* begin *

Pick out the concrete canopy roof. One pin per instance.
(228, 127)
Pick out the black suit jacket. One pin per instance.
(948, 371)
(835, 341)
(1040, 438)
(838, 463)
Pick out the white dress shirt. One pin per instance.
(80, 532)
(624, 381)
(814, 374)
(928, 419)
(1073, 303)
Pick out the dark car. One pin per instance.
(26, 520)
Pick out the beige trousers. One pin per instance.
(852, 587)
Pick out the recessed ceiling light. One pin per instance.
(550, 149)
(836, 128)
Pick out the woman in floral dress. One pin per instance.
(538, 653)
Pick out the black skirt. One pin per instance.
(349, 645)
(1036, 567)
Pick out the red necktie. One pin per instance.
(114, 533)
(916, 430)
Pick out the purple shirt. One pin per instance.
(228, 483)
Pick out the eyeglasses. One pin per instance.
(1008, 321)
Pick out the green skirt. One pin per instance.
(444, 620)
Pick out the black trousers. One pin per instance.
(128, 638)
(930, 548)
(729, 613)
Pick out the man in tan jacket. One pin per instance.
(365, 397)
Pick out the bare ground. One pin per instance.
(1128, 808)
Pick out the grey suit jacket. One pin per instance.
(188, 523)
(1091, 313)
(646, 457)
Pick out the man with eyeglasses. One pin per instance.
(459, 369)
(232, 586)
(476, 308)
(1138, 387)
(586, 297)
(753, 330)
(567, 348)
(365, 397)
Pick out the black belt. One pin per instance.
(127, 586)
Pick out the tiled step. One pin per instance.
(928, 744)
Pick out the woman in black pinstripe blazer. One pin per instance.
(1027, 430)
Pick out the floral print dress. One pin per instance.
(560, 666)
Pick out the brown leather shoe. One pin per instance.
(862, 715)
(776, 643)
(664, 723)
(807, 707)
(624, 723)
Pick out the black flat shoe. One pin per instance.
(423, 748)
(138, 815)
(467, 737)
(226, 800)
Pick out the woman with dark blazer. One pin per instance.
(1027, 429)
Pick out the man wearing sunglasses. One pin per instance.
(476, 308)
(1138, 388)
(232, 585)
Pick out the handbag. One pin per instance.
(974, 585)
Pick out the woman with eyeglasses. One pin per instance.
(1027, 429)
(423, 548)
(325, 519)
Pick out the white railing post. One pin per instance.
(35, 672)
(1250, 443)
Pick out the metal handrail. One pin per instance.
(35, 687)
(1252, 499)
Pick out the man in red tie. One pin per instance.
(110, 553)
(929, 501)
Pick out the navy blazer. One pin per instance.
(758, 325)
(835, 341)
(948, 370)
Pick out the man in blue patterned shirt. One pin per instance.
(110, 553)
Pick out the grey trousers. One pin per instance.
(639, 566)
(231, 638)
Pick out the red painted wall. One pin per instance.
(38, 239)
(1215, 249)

* end *

= Direction =
Print the entire listing above again, reproducing every line verbatim and in its original order.

= Correct result =
Pick out the concrete canopy roof. One pin per instance.
(228, 127)
Pick out the black suit jacket. One pin per instance.
(948, 371)
(835, 341)
(1040, 438)
(838, 463)
Pick out the white dress shirt. One pin per instance.
(80, 532)
(624, 381)
(814, 374)
(928, 419)
(1073, 303)
Pick out the dark car. One pin per instance.
(26, 520)
Pick out the beige trousers. One pin per instance.
(852, 587)
Pick out the recessed ceiling light. One pin per instance.
(550, 149)
(836, 128)
Pick out the woman in floral dress. One pin per instance.
(538, 653)
Pick out the black skirt. One pin per instance.
(349, 645)
(1036, 567)
Pick out the red necktie. One pin per instance.
(114, 533)
(916, 430)
Pick out the purple shirt. One pin per instance.
(228, 483)
Pick out the eyeglasses. One pin per instance.
(1008, 321)
Pick out the green skirt. One pin per instance.
(444, 620)
Pick out the black trousers. One pin per instance.
(128, 638)
(930, 548)
(729, 613)
Pick out the man in tan jacket. One pin per instance.
(365, 397)
Pick out the bare ground. One pin per instance.
(1128, 808)
Pick out the grey suit jacket. One pin per instance.
(188, 523)
(1091, 313)
(646, 457)
Pick out the man with eyeglasses. One pin per instance.
(459, 369)
(232, 586)
(476, 308)
(1138, 387)
(586, 297)
(753, 330)
(567, 348)
(365, 397)
Pick out the black belt. One pin per instance.
(127, 586)
Pick out the tiled step. One pin per instance.
(928, 744)
Pick out the woman in black pinstripe blazer. One pin per instance.
(1027, 430)
Pick out the floral print dress. One pin per instance.
(560, 666)
Pick out the brown leather shoe. One pin per instance.
(862, 715)
(776, 643)
(664, 723)
(807, 707)
(624, 723)
Pick out the black flat shoe. One pin per instance.
(423, 748)
(138, 815)
(467, 737)
(226, 800)
Pick out the woman with dark blazer. One pin per instance.
(1027, 429)
Pick out the man wearing sunglasses. One pin per instance.
(476, 308)
(1138, 388)
(232, 585)
Pick out the handbag. One pin per instance.
(974, 585)
Pick out the woman with eyeglasses. One pin per instance.
(1027, 429)
(423, 548)
(325, 519)
Pick out the white railing post. One pin per instance.
(35, 672)
(1250, 443)
Pick out the metal handrail. One pin per instance.
(35, 687)
(1252, 499)
Pick out the man in red tie. One pin per instance.
(110, 553)
(929, 501)
Pick out the navy blazer. One pin per instance.
(758, 325)
(835, 341)
(948, 370)
Pick out the man in blue patterned shirt. One pin per instance.
(110, 553)
Pick out the grey trousers. One pin per instance.
(639, 566)
(231, 638)
Pick out the red painted wall. One pin per instance.
(38, 239)
(1215, 249)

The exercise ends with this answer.